Start at the line in the entries below that contains "spot: shrub => coords", stop at the line that contains "spot: agricultural field => coords", and output exactly the lines in that span, both ends included.

(Stored items from a collection)
◇ ◇ ◇ ◇ ◇ ◇ ◇
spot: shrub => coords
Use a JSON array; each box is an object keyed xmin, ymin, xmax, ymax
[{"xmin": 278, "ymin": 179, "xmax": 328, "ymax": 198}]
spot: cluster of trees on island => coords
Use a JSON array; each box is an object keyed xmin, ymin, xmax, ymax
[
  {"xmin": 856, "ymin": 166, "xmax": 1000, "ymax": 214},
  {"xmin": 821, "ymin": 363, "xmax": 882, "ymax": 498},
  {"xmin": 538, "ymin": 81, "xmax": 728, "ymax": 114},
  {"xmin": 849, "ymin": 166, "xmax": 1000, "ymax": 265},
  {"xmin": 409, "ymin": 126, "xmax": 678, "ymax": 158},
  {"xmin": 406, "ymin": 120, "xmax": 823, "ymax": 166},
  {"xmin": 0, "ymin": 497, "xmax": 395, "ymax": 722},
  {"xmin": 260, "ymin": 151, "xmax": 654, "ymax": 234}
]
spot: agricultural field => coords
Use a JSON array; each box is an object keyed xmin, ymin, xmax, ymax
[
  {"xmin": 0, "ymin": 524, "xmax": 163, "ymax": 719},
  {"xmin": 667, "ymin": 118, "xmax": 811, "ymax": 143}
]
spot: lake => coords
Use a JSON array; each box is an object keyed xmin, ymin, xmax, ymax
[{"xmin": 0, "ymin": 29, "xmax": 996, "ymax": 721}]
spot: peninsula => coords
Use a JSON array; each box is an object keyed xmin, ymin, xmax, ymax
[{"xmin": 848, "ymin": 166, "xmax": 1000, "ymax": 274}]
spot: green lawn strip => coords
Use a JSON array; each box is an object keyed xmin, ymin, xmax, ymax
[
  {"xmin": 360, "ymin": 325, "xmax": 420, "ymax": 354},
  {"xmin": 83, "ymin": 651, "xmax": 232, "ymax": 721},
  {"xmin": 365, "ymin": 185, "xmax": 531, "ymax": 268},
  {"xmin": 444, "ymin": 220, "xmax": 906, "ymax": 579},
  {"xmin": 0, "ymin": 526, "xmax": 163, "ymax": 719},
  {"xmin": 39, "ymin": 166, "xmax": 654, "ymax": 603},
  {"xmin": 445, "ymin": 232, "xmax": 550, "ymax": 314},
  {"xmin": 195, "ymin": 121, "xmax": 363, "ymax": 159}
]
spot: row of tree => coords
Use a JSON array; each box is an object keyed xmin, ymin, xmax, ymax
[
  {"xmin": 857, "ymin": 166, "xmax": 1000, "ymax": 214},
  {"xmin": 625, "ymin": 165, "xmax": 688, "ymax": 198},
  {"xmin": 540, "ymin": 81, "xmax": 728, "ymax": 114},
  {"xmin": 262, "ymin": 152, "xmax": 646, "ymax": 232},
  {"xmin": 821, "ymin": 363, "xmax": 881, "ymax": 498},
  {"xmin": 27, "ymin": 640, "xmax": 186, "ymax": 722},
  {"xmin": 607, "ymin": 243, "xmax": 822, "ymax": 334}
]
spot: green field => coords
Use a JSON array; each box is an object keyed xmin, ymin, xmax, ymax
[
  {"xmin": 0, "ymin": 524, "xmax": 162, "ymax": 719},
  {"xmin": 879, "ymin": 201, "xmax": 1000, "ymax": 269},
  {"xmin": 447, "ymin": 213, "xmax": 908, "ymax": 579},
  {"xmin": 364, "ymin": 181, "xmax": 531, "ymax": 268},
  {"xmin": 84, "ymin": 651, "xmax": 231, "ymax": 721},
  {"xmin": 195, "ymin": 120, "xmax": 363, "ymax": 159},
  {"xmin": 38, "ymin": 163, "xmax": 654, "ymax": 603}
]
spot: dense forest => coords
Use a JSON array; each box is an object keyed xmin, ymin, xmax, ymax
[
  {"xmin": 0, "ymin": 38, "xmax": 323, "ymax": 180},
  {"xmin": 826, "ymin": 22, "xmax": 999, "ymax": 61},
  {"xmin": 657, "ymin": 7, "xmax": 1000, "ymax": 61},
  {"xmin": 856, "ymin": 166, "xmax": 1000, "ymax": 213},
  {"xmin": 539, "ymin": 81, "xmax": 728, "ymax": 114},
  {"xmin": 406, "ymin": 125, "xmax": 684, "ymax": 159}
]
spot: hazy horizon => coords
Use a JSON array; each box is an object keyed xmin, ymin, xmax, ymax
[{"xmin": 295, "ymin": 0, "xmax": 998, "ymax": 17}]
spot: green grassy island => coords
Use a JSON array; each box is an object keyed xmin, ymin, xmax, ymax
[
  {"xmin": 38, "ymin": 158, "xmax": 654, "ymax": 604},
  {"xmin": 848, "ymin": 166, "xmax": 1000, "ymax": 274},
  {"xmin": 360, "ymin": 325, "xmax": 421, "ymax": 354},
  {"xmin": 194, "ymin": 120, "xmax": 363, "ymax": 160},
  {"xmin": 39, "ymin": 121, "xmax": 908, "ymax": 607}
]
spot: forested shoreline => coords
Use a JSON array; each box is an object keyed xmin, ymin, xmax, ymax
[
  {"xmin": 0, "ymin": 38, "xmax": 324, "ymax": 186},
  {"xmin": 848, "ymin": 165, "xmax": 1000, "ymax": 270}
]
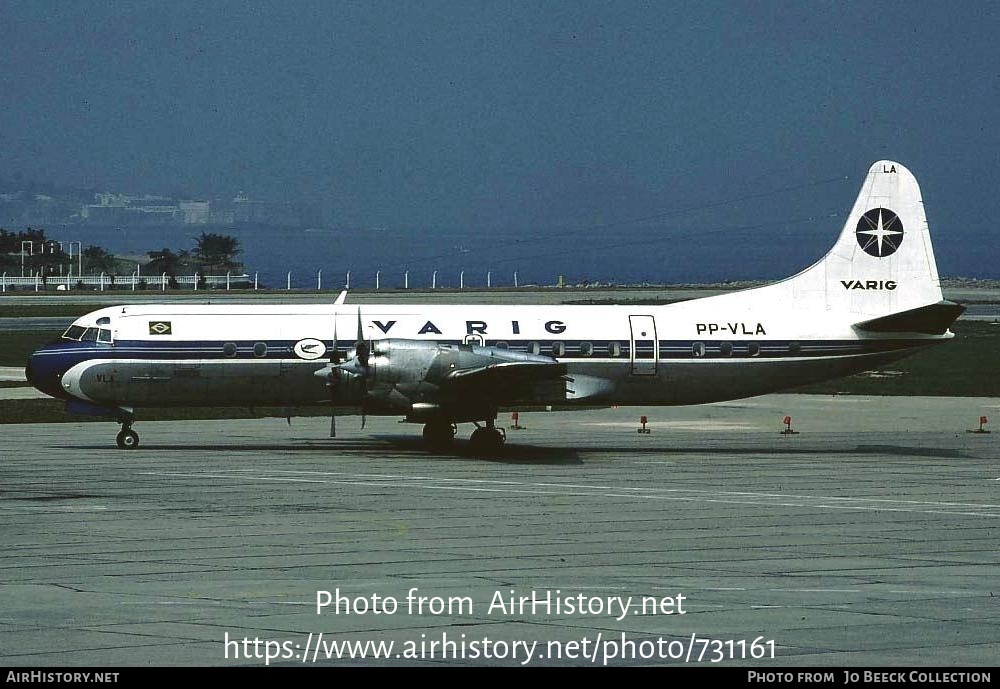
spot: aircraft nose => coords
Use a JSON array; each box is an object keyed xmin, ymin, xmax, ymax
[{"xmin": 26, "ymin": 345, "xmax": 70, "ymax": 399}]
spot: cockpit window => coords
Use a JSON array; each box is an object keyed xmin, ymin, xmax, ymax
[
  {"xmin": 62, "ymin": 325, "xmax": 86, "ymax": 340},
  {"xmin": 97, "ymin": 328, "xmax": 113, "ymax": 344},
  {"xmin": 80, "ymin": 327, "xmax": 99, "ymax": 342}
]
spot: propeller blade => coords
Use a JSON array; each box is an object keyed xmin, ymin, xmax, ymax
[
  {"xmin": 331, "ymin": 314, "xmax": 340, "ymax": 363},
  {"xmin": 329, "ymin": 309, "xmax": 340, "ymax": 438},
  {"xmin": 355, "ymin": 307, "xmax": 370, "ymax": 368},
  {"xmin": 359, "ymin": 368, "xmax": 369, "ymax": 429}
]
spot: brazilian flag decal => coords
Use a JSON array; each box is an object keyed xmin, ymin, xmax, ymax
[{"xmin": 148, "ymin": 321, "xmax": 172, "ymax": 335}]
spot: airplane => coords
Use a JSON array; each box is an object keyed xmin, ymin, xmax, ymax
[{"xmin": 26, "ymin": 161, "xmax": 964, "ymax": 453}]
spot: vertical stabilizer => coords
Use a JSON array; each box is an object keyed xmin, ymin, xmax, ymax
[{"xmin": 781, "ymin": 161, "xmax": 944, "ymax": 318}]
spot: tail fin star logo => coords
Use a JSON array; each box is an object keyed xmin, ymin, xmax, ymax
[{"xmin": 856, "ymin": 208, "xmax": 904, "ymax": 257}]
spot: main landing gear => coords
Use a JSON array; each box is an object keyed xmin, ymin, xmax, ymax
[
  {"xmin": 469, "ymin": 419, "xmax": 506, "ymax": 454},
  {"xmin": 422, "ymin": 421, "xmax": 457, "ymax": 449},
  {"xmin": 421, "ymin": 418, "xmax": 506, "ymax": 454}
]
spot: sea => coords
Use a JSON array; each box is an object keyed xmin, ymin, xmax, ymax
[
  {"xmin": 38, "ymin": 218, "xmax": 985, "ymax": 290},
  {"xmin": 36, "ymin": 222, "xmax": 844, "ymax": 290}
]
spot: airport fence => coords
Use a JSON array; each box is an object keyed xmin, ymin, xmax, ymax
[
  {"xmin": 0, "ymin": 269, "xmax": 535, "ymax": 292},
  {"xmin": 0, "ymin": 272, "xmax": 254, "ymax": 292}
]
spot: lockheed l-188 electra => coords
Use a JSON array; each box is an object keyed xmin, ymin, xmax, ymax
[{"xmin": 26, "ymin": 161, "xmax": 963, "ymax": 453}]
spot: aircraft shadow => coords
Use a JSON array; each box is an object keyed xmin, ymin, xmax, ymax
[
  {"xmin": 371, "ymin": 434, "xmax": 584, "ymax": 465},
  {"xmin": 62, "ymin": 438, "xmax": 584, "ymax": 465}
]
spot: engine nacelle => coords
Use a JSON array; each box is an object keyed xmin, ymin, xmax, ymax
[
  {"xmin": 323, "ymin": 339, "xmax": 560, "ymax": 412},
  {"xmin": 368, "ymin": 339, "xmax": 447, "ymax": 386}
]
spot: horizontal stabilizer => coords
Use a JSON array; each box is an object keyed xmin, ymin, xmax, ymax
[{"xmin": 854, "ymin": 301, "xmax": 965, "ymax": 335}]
◇ ◇ ◇ ◇ ◇ ◇ ◇
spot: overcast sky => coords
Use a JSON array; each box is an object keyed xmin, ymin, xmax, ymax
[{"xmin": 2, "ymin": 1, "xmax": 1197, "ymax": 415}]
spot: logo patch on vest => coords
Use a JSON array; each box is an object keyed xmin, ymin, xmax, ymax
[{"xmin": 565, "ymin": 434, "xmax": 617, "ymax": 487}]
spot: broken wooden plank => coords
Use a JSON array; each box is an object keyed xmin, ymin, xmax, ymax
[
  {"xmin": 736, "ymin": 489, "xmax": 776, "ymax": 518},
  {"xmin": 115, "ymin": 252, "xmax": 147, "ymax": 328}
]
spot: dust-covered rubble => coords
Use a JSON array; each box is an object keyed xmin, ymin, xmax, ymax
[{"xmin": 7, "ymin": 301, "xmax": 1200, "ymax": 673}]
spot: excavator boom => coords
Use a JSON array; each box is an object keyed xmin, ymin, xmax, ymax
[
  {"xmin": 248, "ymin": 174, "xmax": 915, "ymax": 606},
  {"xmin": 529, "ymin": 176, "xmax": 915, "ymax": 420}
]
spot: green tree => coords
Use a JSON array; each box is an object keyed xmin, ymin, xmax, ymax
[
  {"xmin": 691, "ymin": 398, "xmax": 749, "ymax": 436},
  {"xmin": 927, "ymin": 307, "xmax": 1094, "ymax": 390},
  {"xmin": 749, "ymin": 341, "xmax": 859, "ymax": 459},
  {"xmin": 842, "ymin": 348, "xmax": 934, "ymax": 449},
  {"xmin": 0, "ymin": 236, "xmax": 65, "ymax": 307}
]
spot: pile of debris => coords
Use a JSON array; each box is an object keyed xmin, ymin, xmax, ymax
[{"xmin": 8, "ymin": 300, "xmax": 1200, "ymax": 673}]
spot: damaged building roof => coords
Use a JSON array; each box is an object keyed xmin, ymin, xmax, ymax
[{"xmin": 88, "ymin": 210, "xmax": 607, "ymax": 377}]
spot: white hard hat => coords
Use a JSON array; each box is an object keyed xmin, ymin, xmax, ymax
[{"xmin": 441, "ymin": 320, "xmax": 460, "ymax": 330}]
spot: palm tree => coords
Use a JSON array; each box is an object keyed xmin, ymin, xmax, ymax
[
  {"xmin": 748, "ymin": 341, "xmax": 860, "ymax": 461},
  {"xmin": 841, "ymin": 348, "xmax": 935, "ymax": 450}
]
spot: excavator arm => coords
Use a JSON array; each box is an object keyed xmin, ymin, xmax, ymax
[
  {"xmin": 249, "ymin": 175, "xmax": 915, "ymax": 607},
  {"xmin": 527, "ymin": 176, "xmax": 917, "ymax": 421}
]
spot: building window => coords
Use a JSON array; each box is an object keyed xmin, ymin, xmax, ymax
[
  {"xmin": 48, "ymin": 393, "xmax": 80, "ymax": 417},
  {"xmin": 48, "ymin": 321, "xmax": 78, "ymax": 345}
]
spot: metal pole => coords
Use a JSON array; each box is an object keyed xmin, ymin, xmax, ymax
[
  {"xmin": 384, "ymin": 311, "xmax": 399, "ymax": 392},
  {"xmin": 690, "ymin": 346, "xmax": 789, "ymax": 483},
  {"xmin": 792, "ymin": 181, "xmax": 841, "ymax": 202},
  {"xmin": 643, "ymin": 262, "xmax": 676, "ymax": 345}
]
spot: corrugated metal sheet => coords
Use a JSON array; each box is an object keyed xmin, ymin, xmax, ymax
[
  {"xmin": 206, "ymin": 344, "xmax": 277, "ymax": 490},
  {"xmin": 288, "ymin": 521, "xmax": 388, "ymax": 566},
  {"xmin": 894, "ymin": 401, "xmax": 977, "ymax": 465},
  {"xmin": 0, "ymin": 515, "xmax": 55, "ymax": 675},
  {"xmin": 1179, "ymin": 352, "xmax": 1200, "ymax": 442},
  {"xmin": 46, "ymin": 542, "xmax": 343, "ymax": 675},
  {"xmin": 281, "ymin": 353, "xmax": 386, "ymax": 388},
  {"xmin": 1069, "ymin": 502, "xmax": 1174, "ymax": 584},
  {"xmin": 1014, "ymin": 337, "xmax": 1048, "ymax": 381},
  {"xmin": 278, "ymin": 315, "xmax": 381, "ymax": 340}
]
◇ ◇ ◇ ◇ ◇ ◇ ◇
[WRITTEN RESPONSE]
spot: shrub => coords
Use a JSON array; each box is an object keyed xmin, ymin, xmax, ymax
[{"xmin": 278, "ymin": 179, "xmax": 328, "ymax": 198}]
spot: cluster of trees on island => coords
Use a JSON array; each box is an object keyed xmin, ymin, xmax, ymax
[
  {"xmin": 856, "ymin": 166, "xmax": 1000, "ymax": 214},
  {"xmin": 821, "ymin": 363, "xmax": 882, "ymax": 498},
  {"xmin": 538, "ymin": 81, "xmax": 728, "ymax": 114},
  {"xmin": 849, "ymin": 166, "xmax": 1000, "ymax": 265},
  {"xmin": 409, "ymin": 126, "xmax": 678, "ymax": 158},
  {"xmin": 406, "ymin": 120, "xmax": 823, "ymax": 166},
  {"xmin": 0, "ymin": 497, "xmax": 395, "ymax": 722},
  {"xmin": 260, "ymin": 151, "xmax": 654, "ymax": 234}
]
spot: agricultural field => coords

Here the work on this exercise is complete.